▶ **Records shown**

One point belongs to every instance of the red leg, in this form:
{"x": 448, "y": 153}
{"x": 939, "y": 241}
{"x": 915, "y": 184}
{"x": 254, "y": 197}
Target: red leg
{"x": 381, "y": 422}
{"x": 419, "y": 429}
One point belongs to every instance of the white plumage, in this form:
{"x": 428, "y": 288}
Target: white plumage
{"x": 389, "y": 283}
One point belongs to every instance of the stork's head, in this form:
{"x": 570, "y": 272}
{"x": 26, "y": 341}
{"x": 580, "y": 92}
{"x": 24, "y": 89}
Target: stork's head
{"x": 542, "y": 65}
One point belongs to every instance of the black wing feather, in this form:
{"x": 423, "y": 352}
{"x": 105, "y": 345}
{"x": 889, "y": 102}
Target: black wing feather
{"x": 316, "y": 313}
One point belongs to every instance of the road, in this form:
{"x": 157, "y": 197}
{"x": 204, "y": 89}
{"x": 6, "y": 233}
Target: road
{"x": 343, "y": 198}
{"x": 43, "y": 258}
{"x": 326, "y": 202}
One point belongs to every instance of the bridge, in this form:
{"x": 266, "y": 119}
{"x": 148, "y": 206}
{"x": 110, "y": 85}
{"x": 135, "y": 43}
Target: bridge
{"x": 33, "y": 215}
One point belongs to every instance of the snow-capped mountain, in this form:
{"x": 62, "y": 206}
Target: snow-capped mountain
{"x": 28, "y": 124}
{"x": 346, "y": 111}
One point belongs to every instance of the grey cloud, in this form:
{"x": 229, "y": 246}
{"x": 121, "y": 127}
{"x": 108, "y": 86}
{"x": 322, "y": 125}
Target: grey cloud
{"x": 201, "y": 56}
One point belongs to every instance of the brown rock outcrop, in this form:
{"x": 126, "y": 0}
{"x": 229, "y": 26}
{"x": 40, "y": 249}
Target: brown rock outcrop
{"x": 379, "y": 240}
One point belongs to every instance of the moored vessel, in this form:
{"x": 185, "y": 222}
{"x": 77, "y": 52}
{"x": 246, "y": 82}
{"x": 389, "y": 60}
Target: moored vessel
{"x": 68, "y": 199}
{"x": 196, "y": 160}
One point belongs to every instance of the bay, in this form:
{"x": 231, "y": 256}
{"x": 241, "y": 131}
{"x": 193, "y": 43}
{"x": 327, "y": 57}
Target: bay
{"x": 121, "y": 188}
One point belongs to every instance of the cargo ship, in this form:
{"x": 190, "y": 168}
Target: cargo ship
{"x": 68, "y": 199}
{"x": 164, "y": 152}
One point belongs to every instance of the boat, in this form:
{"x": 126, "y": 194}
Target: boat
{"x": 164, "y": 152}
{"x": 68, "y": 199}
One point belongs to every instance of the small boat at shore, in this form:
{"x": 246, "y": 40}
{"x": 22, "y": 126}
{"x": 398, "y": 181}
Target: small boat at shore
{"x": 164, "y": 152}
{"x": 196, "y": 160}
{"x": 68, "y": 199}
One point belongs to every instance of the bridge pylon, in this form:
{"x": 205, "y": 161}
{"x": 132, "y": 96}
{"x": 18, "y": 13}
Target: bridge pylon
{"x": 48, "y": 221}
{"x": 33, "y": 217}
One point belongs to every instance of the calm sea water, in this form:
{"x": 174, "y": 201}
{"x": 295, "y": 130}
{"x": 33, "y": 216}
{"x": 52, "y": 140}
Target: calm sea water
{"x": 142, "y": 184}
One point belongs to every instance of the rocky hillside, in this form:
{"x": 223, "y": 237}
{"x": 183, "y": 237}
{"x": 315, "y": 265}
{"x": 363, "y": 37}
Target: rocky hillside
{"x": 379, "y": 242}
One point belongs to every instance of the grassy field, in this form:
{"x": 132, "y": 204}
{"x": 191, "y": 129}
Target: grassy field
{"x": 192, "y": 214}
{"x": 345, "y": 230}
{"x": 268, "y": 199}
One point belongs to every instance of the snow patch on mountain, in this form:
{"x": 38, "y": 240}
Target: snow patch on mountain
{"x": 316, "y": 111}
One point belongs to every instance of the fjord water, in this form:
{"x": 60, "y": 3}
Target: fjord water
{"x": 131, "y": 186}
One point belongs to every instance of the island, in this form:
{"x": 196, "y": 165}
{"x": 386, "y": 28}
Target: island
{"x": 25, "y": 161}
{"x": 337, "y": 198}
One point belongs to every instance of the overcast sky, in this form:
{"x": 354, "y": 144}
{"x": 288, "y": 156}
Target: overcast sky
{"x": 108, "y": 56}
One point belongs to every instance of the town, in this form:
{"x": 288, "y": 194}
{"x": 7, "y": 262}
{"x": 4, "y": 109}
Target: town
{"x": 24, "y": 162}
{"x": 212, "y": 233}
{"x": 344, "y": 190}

▶ **Exercise**
Quote, word for word, every line starting at the one that contains "One point belongs to every instance of the snow patch" and ending with the final line of the entries.

▶ **Expected answer**
One point belongs to every instance of the snow patch on mountain, in this form:
{"x": 38, "y": 240}
Target: snow patch on mountain
{"x": 316, "y": 111}
One point belongs to every instance of the fjord water, in this form:
{"x": 60, "y": 3}
Target: fjord water
{"x": 131, "y": 186}
One point belongs to every instance of the island, in this form:
{"x": 196, "y": 165}
{"x": 386, "y": 28}
Target: island
{"x": 25, "y": 161}
{"x": 337, "y": 198}
One point belongs to every instance of the overcast sky, in this form:
{"x": 354, "y": 144}
{"x": 288, "y": 156}
Target: overcast sky
{"x": 108, "y": 56}
One point belongs to every instance of the town, in this form:
{"x": 288, "y": 194}
{"x": 7, "y": 262}
{"x": 4, "y": 109}
Target: town
{"x": 24, "y": 162}
{"x": 212, "y": 233}
{"x": 344, "y": 190}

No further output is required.